> **Problem requirements**:
Rewrite the lines below, swapping "whole-number" for "integer" wherever it appears and leaving everything else as is. Leave out the pictures.

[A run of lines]
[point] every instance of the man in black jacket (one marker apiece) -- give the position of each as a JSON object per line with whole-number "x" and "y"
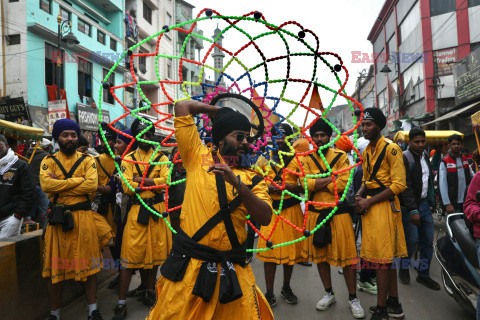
{"x": 417, "y": 218}
{"x": 17, "y": 190}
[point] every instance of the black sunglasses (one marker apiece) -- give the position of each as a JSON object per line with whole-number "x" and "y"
{"x": 241, "y": 136}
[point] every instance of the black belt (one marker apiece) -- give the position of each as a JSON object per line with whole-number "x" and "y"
{"x": 62, "y": 214}
{"x": 287, "y": 203}
{"x": 184, "y": 248}
{"x": 144, "y": 213}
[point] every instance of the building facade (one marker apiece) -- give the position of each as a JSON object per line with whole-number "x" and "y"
{"x": 33, "y": 61}
{"x": 415, "y": 46}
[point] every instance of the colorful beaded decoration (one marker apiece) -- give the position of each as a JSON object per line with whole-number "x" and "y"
{"x": 289, "y": 34}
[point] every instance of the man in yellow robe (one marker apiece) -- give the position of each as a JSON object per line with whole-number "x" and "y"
{"x": 146, "y": 238}
{"x": 206, "y": 275}
{"x": 383, "y": 238}
{"x": 72, "y": 250}
{"x": 291, "y": 211}
{"x": 334, "y": 243}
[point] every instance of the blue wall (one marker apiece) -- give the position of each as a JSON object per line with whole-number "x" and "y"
{"x": 37, "y": 92}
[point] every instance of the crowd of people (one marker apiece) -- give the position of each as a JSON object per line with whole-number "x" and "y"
{"x": 87, "y": 205}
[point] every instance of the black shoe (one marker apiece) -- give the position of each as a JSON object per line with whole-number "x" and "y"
{"x": 378, "y": 313}
{"x": 114, "y": 283}
{"x": 404, "y": 276}
{"x": 272, "y": 301}
{"x": 428, "y": 282}
{"x": 149, "y": 299}
{"x": 394, "y": 309}
{"x": 288, "y": 295}
{"x": 95, "y": 315}
{"x": 137, "y": 292}
{"x": 120, "y": 312}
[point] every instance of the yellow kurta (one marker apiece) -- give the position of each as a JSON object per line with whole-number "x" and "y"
{"x": 175, "y": 299}
{"x": 283, "y": 232}
{"x": 383, "y": 237}
{"x": 145, "y": 246}
{"x": 342, "y": 250}
{"x": 74, "y": 254}
{"x": 108, "y": 163}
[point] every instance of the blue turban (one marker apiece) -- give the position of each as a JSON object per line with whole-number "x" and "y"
{"x": 64, "y": 124}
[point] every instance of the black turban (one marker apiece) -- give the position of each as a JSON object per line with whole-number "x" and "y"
{"x": 321, "y": 125}
{"x": 375, "y": 115}
{"x": 285, "y": 129}
{"x": 82, "y": 141}
{"x": 62, "y": 125}
{"x": 109, "y": 133}
{"x": 226, "y": 121}
{"x": 140, "y": 125}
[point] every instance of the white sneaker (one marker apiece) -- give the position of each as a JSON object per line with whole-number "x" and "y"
{"x": 327, "y": 300}
{"x": 357, "y": 310}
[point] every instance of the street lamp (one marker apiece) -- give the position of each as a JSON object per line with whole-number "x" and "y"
{"x": 64, "y": 34}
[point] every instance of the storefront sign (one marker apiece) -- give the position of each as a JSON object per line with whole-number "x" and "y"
{"x": 467, "y": 78}
{"x": 88, "y": 117}
{"x": 57, "y": 109}
{"x": 14, "y": 110}
{"x": 445, "y": 60}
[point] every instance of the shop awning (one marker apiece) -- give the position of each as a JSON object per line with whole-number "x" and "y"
{"x": 453, "y": 113}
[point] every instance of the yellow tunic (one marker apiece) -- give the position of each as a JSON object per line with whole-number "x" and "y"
{"x": 383, "y": 237}
{"x": 283, "y": 232}
{"x": 342, "y": 250}
{"x": 108, "y": 163}
{"x": 74, "y": 254}
{"x": 145, "y": 246}
{"x": 175, "y": 299}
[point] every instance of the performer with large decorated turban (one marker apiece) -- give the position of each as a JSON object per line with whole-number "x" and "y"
{"x": 383, "y": 238}
{"x": 289, "y": 255}
{"x": 146, "y": 239}
{"x": 206, "y": 275}
{"x": 72, "y": 249}
{"x": 334, "y": 243}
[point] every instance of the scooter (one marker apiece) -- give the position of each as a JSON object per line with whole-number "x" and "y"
{"x": 457, "y": 254}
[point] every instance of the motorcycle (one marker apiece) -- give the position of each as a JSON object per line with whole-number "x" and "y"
{"x": 457, "y": 254}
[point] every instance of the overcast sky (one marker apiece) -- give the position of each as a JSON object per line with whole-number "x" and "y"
{"x": 342, "y": 26}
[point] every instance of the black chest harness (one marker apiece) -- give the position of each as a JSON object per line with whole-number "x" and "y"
{"x": 287, "y": 203}
{"x": 60, "y": 213}
{"x": 373, "y": 176}
{"x": 184, "y": 248}
{"x": 144, "y": 214}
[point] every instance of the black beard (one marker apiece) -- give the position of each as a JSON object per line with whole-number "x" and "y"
{"x": 67, "y": 149}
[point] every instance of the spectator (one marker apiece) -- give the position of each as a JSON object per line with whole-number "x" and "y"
{"x": 454, "y": 176}
{"x": 416, "y": 201}
{"x": 472, "y": 212}
{"x": 17, "y": 190}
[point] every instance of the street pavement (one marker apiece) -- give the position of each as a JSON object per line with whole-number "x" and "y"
{"x": 418, "y": 301}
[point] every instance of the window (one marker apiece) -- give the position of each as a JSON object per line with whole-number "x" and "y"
{"x": 66, "y": 15}
{"x": 147, "y": 13}
{"x": 46, "y": 5}
{"x": 84, "y": 27}
{"x": 169, "y": 69}
{"x": 51, "y": 56}
{"x": 107, "y": 95}
{"x": 410, "y": 22}
{"x": 13, "y": 39}
{"x": 473, "y": 3}
{"x": 142, "y": 63}
{"x": 441, "y": 7}
{"x": 84, "y": 78}
{"x": 113, "y": 44}
{"x": 100, "y": 37}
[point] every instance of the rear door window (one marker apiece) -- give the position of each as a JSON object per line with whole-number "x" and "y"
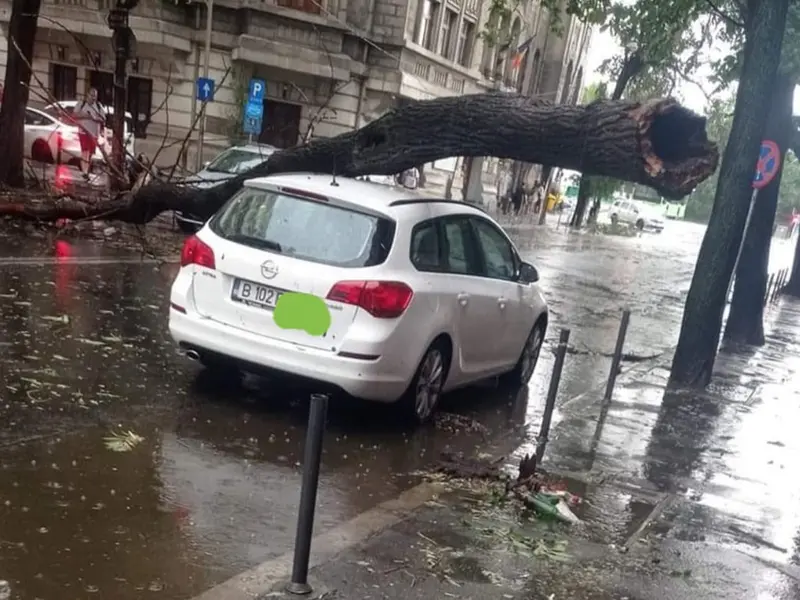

> **Output of the task**:
[point] every instance of the man in black jacket (one marker apiece) -- give the position of each as a JSON object per line with integer "x" and "y"
{"x": 417, "y": 218}
{"x": 17, "y": 190}
[point] every instance of the black sunglasses (one marker apiece) -- give the position of each as a JSON object per line with integer "x" and "y"
{"x": 241, "y": 136}
[point] every instance of the black belt (one marker apiece) -- give the position of each as a JSON object per line with integer "x" and "y"
{"x": 62, "y": 214}
{"x": 287, "y": 203}
{"x": 184, "y": 248}
{"x": 144, "y": 213}
[point] every instance of the building facade (one marker apiece) -- give the position of each as a JSON object per line with integer "x" and "y"
{"x": 33, "y": 61}
{"x": 415, "y": 46}
[point] every instance of the colorful beaded decoration (one marker apiece) -- give the position of each as a JSON object per line with integer "x" and "y"
{"x": 289, "y": 34}
[point] every instance of the man in yellow robe (one marker apiece) -- give the position of each as a JSON object per line with integer "x" and "y"
{"x": 146, "y": 238}
{"x": 206, "y": 275}
{"x": 383, "y": 238}
{"x": 72, "y": 250}
{"x": 291, "y": 211}
{"x": 334, "y": 243}
[point] every instance of the blue wall (one marker apiece) -- give the position of each as a JSON object per line with integer "x" and "y"
{"x": 37, "y": 92}
[point] every instance of the crowd of people (one marker apiece) -- give the position of each as a JSON object per line with integer "x" and "y"
{"x": 87, "y": 205}
[point] every instance of the black shoe (one marker apiece) -- give the position of each as a JSON object per line with integer "x" and "y"
{"x": 378, "y": 313}
{"x": 114, "y": 283}
{"x": 404, "y": 276}
{"x": 272, "y": 301}
{"x": 428, "y": 282}
{"x": 149, "y": 299}
{"x": 394, "y": 309}
{"x": 288, "y": 295}
{"x": 95, "y": 315}
{"x": 137, "y": 292}
{"x": 120, "y": 312}
[point] every instance of the yellow kurta (one marker apiece) -- give the position of each as a JSON object per line with integer "x" and "y"
{"x": 175, "y": 299}
{"x": 283, "y": 232}
{"x": 383, "y": 237}
{"x": 145, "y": 246}
{"x": 342, "y": 250}
{"x": 74, "y": 254}
{"x": 108, "y": 163}
[point] every instance of the blue turban (one marker apiece) -- give the position of each as a JSON object per line with integer "x" and "y"
{"x": 64, "y": 124}
[point] every instance of the black turban (one marker apiece) -- give the position of each as a JSON object per line with integer "x" and "y"
{"x": 321, "y": 125}
{"x": 375, "y": 115}
{"x": 285, "y": 129}
{"x": 82, "y": 141}
{"x": 62, "y": 125}
{"x": 109, "y": 133}
{"x": 226, "y": 121}
{"x": 140, "y": 125}
[point] every instance of the white sneaker (one marker apiece) -- give the position of each as a JSON object per line with integer "x" and "y"
{"x": 327, "y": 300}
{"x": 357, "y": 310}
[point] every instance of the street lamp (one marker apiece) -- give the position of each as a JSON object per line with integer "x" and "y"
{"x": 64, "y": 34}
[point] every instance of the storefront sign (one marker apiece) -- give the position of each as a JSON object per line with integer "x" and "y"
{"x": 467, "y": 78}
{"x": 88, "y": 117}
{"x": 57, "y": 109}
{"x": 14, "y": 110}
{"x": 445, "y": 60}
[point] every instance of the shop awning (one marker apiece) -- give the position of each as a JSON object per line with integer "x" and "y"
{"x": 453, "y": 113}
[point] every instance of the yellow tunic (one marker apiece) -- give the position of each as a JSON object per line with integer "x" and "y"
{"x": 383, "y": 237}
{"x": 283, "y": 232}
{"x": 342, "y": 250}
{"x": 108, "y": 163}
{"x": 74, "y": 254}
{"x": 145, "y": 246}
{"x": 175, "y": 299}
[point] every instance of the performer with large decorated turban (one marker apiece) -- give the position of each as a JSON object per line with integer "x" and "y"
{"x": 383, "y": 238}
{"x": 289, "y": 255}
{"x": 146, "y": 239}
{"x": 206, "y": 275}
{"x": 72, "y": 249}
{"x": 334, "y": 243}
[point] every instance of the scooter (one marker apiece) -- give the position of each as a JSON object per line with integer "x" and "y"
{"x": 457, "y": 254}
[point] every instance of the motorcycle (one marker apiece) -- give the position of each as a JSON object per line with integer "x" and "y"
{"x": 457, "y": 254}
[point] every instance of the overcast sky (one marker apiece) -- give the position of each as a JSON object per line with integer "x" and "y"
{"x": 342, "y": 26}
[point] every instance of the black chest harness (one marker apiece) -- give the position of each as a JSON object per line with integer "x" and "y"
{"x": 287, "y": 203}
{"x": 60, "y": 213}
{"x": 373, "y": 176}
{"x": 184, "y": 248}
{"x": 144, "y": 214}
[point] every instance of the black beard (one marker apiece) -- give the position of each as a JSON object per line with integer "x" and "y"
{"x": 67, "y": 149}
[point] every instance of the spectator (one marker apiece) -- give the position of each as a JSON object per line with integer "x" and "y"
{"x": 454, "y": 176}
{"x": 416, "y": 201}
{"x": 472, "y": 212}
{"x": 17, "y": 190}
[point] every instance of the street pavement (one marker apiece) -- give the position of each as a JSON object per line with integer "x" and "y"
{"x": 418, "y": 301}
[point] every instance of the window (one marker apiece) -- give the position of each as a JSON object per line with integer "x" and "y"
{"x": 66, "y": 15}
{"x": 147, "y": 13}
{"x": 46, "y": 5}
{"x": 84, "y": 27}
{"x": 169, "y": 69}
{"x": 51, "y": 56}
{"x": 107, "y": 95}
{"x": 410, "y": 22}
{"x": 13, "y": 39}
{"x": 473, "y": 3}
{"x": 142, "y": 63}
{"x": 441, "y": 7}
{"x": 84, "y": 78}
{"x": 113, "y": 44}
{"x": 100, "y": 37}
[point] every instance of the rear door window (one marker apiece) -- give the position of each as a JSON object per line with integer "x" and "y"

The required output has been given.